Materials provided Start Marker
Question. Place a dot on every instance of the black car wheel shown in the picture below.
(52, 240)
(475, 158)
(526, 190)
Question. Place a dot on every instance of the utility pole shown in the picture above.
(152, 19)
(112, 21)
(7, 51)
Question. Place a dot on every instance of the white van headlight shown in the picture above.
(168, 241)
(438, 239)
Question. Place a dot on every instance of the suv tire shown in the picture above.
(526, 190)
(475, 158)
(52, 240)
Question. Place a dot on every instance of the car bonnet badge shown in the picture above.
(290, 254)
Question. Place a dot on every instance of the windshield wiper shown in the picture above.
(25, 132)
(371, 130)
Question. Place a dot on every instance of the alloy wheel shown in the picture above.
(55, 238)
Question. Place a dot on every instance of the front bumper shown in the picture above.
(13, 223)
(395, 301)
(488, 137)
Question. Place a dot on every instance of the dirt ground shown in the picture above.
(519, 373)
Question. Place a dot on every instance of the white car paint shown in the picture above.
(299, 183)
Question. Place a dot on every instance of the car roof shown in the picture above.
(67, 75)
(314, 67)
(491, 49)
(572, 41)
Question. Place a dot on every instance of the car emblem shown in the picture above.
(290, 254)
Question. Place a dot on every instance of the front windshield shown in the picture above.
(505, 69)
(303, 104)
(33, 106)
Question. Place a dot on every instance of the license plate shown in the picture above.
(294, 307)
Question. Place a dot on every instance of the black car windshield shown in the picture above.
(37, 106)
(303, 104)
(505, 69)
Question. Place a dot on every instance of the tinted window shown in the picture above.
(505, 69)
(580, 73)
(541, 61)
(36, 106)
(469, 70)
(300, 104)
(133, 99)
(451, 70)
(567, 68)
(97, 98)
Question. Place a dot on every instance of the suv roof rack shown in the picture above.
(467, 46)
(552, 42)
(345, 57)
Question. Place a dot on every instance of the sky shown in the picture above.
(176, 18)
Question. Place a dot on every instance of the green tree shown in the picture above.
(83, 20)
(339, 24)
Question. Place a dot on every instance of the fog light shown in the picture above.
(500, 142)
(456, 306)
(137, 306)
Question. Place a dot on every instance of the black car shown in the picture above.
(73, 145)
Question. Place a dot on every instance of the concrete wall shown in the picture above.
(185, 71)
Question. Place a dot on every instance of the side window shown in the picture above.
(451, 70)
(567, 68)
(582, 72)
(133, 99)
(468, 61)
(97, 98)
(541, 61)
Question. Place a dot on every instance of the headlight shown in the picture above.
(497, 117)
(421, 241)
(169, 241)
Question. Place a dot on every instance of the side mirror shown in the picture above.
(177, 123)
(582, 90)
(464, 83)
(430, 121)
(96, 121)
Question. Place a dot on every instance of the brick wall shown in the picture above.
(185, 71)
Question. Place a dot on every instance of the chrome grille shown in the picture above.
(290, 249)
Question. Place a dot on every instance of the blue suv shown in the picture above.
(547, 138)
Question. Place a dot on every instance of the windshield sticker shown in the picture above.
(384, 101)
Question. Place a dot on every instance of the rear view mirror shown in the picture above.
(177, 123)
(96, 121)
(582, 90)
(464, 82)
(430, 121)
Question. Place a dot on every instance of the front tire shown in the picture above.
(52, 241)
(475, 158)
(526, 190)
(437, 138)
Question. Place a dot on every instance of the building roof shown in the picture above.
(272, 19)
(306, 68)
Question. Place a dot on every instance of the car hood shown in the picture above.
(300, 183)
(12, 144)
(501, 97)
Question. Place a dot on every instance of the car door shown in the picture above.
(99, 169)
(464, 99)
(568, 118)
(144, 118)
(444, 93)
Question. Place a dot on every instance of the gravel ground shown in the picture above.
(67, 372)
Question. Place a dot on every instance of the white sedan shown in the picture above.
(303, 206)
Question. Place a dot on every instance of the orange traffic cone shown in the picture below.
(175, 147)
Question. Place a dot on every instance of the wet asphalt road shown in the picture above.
Materials provided End Marker
**What is being asked**. Beginning with the line that contains "sticker shown in the picture above.", repeat every line through the end of the records and nothing more.

**Written solution**.
Question. Place a dot on every instance of the windshield sticker shown in the picture above.
(384, 101)
Question. Place a dot on every instance of the rear view mirror shown in the picture above.
(177, 123)
(96, 121)
(582, 90)
(464, 82)
(430, 121)
Question. Place a dot on every instance of the front tire shown in the picture above.
(52, 241)
(475, 158)
(526, 190)
(437, 138)
Question. Place a dot on every instance of the building roof shown in the picture above.
(272, 19)
(306, 68)
Question. Place a dot on every instance of the car hood shown in the picture above.
(300, 183)
(12, 144)
(501, 97)
Question. Place a dot on every instance of the car door shown in the picture above.
(99, 169)
(464, 99)
(568, 118)
(144, 118)
(444, 93)
Question. Place a dot on every instance of the gravel ground shown in the picture above.
(67, 372)
Question. Place a dot on every instance of the white sedan shown in the picture above.
(303, 206)
Question. Place a dot on every instance of the orange traffic cone shown in the picture below.
(175, 147)
Question. Place a dot on every instance of the wet asphalt road shown in the picture above.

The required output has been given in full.